Records excerpted from a collection:
---
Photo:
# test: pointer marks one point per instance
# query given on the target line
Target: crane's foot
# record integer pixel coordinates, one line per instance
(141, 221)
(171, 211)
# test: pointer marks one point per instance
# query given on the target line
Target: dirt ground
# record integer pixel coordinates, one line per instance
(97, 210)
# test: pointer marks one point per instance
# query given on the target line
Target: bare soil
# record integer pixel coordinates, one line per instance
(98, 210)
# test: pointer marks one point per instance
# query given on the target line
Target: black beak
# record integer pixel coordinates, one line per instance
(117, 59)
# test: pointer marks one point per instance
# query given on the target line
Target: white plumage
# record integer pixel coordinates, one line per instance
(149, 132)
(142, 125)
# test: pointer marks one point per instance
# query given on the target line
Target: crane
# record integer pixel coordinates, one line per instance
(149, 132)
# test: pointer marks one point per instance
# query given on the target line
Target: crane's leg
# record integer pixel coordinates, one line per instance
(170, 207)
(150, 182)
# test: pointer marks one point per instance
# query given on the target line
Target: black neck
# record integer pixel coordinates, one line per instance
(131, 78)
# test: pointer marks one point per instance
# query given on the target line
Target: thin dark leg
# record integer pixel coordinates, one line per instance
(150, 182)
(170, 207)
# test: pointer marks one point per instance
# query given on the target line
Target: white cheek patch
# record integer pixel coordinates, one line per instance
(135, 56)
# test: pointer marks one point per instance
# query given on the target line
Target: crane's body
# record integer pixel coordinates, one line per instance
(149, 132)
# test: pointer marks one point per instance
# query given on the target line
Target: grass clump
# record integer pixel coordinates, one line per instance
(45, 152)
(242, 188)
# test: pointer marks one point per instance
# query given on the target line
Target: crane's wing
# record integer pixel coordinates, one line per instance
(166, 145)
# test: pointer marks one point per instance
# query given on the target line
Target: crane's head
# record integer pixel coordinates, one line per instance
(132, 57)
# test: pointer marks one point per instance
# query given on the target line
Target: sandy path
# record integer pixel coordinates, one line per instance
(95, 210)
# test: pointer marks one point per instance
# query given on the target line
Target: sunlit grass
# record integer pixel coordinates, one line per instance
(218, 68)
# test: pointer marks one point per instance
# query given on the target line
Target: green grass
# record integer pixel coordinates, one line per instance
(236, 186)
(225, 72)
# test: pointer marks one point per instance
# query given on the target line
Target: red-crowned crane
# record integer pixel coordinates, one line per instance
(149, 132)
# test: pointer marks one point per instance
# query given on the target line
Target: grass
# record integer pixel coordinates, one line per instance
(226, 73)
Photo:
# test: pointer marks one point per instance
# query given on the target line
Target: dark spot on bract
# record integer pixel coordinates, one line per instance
---
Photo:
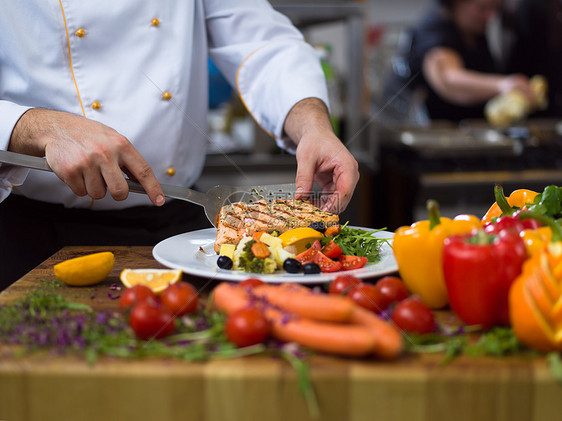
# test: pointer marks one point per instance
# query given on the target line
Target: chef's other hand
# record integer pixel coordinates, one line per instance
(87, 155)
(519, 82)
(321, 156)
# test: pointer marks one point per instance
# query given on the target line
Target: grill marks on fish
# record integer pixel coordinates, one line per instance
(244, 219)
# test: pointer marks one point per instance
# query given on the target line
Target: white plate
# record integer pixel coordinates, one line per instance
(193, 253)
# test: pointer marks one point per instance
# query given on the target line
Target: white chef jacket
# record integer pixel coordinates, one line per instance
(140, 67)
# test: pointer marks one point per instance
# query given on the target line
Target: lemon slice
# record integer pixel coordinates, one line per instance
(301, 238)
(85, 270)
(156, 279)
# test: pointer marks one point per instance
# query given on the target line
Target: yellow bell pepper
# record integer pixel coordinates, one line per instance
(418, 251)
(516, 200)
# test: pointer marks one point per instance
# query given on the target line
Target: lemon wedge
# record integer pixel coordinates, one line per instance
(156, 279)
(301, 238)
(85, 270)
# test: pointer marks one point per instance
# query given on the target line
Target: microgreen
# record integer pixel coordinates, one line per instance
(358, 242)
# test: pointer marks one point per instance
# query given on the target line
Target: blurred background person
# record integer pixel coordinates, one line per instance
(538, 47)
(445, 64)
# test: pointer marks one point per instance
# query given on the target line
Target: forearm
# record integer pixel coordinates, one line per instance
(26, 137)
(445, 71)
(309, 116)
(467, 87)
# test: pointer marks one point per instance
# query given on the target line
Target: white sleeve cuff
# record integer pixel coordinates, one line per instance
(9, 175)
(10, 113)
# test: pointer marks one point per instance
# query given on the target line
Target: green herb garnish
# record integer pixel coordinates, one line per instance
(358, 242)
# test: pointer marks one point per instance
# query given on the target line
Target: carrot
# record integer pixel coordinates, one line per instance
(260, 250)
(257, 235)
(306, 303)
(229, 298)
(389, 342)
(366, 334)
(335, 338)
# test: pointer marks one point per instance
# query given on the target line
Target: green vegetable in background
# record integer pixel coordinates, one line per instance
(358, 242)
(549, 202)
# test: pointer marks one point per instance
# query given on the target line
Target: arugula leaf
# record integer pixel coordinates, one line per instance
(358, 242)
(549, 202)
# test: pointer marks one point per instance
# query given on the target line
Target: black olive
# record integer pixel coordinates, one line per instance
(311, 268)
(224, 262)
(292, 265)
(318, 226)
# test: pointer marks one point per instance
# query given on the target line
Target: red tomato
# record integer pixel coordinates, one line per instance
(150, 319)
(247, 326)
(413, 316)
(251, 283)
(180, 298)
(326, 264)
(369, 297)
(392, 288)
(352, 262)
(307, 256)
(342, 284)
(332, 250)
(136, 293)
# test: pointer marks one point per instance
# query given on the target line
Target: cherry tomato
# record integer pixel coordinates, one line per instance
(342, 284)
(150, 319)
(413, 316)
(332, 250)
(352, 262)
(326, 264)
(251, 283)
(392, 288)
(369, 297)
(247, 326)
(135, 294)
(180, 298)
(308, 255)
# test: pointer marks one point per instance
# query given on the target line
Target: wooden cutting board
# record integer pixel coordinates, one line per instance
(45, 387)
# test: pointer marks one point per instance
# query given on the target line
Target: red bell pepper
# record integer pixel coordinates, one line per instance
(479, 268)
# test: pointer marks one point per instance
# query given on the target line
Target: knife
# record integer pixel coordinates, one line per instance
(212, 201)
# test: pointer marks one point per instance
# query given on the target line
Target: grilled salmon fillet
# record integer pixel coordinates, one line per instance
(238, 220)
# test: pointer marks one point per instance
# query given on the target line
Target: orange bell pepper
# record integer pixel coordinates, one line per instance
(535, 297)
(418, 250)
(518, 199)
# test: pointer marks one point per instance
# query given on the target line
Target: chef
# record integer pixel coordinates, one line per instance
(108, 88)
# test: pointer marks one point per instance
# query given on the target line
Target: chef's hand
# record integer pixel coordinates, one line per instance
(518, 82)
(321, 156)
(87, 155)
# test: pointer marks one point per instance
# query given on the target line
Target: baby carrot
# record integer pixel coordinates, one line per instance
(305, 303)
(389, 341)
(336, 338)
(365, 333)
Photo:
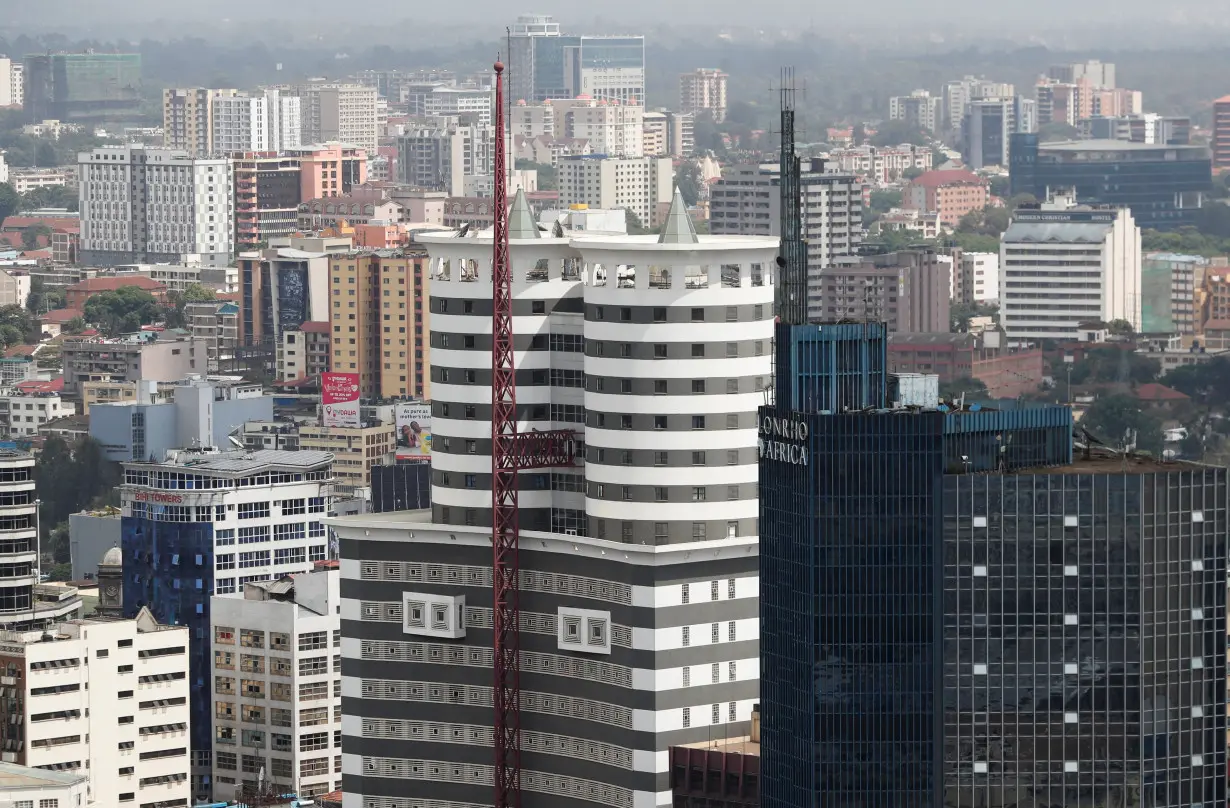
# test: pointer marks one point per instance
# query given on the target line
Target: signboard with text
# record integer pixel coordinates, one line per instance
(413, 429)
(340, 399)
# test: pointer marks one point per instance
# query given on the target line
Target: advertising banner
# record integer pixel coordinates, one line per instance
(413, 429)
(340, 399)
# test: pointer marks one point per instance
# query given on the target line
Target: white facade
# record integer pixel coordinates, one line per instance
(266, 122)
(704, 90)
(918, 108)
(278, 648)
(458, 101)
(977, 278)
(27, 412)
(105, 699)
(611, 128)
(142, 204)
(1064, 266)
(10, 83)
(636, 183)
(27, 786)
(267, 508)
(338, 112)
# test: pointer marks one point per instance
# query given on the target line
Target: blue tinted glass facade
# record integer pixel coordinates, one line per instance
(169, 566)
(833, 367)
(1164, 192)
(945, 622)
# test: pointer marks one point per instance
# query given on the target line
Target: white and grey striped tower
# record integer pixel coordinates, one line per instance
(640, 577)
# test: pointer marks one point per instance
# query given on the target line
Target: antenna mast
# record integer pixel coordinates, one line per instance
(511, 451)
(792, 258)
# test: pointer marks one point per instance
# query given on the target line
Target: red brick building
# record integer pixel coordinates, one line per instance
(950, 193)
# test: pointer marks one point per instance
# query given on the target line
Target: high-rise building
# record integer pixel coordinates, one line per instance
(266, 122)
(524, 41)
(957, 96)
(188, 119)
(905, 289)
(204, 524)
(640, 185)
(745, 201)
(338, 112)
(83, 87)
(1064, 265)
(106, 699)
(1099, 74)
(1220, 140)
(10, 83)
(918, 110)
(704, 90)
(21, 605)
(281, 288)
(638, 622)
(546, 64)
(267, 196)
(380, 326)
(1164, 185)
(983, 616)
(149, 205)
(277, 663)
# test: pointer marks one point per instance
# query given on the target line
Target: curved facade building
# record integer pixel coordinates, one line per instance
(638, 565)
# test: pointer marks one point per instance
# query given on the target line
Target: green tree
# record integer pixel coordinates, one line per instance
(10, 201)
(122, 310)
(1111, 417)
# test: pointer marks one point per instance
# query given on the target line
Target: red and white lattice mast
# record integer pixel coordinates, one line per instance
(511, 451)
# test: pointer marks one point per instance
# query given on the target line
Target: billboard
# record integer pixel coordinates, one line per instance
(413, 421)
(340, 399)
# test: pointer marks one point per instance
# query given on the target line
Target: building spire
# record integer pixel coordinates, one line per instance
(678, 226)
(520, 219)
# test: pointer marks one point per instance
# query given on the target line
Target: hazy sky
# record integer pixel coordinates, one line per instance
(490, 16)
---
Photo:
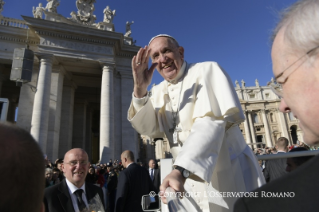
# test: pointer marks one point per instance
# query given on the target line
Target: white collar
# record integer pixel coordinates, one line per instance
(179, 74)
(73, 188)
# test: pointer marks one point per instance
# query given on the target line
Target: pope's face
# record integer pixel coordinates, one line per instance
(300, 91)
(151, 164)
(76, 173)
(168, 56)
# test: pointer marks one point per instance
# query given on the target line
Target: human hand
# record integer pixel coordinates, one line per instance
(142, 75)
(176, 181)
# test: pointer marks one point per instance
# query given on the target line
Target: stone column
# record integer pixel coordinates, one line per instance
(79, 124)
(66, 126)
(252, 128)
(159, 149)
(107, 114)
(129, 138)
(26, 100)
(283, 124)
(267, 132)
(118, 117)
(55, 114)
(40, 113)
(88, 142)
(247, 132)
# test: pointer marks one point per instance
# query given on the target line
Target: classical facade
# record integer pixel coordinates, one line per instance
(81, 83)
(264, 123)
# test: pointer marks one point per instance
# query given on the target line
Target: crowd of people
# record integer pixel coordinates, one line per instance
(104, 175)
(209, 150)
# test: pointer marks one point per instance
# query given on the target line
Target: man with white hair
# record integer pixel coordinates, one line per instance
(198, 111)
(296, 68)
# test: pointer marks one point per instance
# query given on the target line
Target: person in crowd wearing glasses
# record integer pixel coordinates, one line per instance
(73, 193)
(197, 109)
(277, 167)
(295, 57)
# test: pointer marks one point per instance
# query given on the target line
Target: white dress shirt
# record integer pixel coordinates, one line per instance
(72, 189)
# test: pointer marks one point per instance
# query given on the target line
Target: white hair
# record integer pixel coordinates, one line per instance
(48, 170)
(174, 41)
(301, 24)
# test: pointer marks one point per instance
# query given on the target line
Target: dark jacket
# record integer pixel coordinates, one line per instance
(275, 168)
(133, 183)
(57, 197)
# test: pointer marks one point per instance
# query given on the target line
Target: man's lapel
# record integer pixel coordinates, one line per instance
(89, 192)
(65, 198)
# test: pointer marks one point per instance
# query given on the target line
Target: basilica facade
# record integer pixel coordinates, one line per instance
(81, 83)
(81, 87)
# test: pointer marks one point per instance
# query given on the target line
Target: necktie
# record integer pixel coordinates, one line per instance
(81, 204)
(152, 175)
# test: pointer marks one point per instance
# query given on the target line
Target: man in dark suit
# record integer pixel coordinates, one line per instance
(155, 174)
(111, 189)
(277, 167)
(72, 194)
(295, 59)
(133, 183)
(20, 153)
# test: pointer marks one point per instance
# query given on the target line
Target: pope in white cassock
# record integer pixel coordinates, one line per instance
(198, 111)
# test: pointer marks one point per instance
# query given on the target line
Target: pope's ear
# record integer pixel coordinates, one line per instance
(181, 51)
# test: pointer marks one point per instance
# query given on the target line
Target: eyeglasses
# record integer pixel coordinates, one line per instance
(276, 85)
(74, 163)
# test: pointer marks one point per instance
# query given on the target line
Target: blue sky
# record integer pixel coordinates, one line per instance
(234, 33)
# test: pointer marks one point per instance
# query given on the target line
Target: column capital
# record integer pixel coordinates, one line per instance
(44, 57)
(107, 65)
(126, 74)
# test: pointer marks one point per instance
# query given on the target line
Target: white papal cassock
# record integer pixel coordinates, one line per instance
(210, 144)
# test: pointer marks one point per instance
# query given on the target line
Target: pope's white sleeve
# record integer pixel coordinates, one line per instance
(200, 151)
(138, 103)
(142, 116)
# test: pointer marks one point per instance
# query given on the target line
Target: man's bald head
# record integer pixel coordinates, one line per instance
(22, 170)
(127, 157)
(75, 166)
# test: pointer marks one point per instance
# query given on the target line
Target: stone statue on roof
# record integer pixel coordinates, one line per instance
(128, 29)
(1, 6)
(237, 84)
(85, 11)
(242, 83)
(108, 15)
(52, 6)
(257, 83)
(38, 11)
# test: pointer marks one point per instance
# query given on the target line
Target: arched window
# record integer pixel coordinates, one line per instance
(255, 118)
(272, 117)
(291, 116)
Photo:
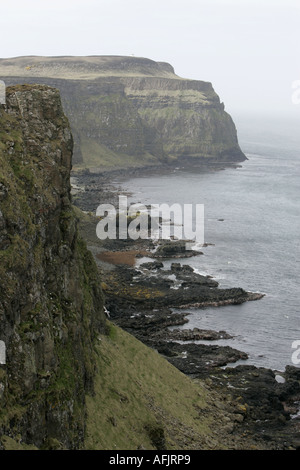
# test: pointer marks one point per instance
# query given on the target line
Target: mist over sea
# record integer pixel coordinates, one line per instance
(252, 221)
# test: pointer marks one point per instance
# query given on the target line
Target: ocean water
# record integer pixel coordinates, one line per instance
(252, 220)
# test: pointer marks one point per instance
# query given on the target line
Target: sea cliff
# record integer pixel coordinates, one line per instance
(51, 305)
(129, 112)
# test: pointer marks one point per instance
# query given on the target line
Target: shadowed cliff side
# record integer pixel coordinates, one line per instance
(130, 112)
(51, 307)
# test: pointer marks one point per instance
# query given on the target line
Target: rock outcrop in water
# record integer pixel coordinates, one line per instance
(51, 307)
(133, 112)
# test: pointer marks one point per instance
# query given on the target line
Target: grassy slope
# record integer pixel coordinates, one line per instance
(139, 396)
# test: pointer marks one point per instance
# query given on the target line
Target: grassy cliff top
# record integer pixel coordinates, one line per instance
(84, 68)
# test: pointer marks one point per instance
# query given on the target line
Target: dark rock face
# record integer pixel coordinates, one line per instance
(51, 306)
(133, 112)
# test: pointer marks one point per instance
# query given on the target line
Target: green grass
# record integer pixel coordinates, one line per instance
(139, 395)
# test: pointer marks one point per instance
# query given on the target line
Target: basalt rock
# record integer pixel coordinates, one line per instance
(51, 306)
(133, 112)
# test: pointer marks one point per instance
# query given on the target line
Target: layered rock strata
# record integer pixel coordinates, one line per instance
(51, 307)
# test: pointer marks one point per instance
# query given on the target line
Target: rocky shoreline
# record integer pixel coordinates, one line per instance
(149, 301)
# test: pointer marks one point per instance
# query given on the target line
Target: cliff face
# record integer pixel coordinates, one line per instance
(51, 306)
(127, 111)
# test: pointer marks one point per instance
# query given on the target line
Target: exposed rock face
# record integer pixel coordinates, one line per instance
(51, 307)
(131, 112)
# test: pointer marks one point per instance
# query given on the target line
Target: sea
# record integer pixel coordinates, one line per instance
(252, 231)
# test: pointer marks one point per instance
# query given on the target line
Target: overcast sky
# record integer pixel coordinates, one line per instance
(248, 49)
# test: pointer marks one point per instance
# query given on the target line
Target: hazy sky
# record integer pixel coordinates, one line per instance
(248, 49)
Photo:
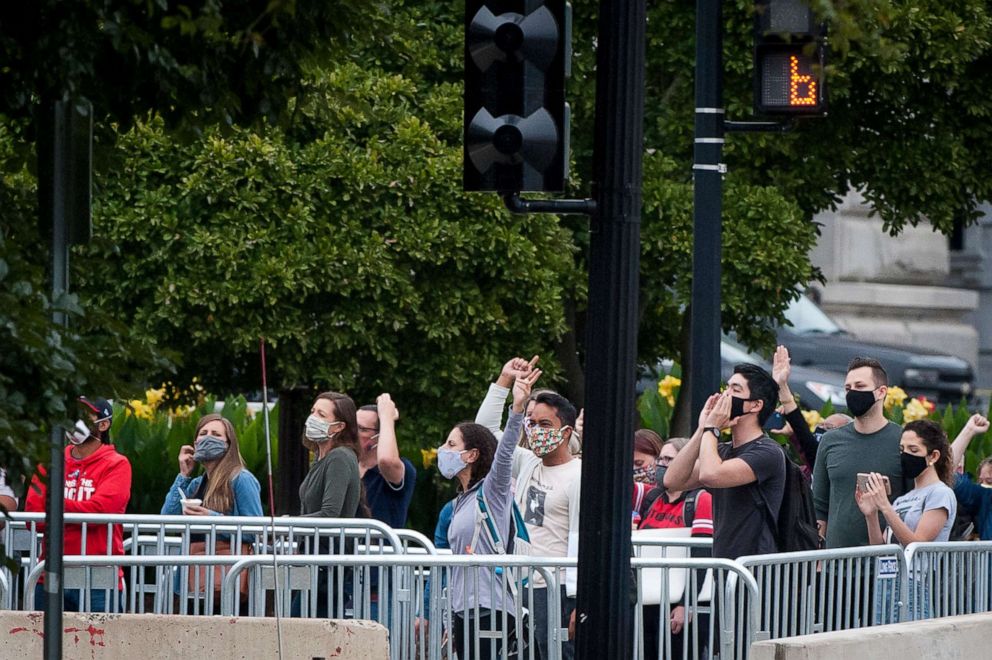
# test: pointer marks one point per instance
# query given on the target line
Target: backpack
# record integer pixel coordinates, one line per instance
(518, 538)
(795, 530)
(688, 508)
---
> [Goal] Extract every line of the material above that contains the string "pope", matching case exactly.

> [Solution to this problem]
Target: pope's face
Target: pope in white cassock
Target: pope's ear
Target: pope's white sleeve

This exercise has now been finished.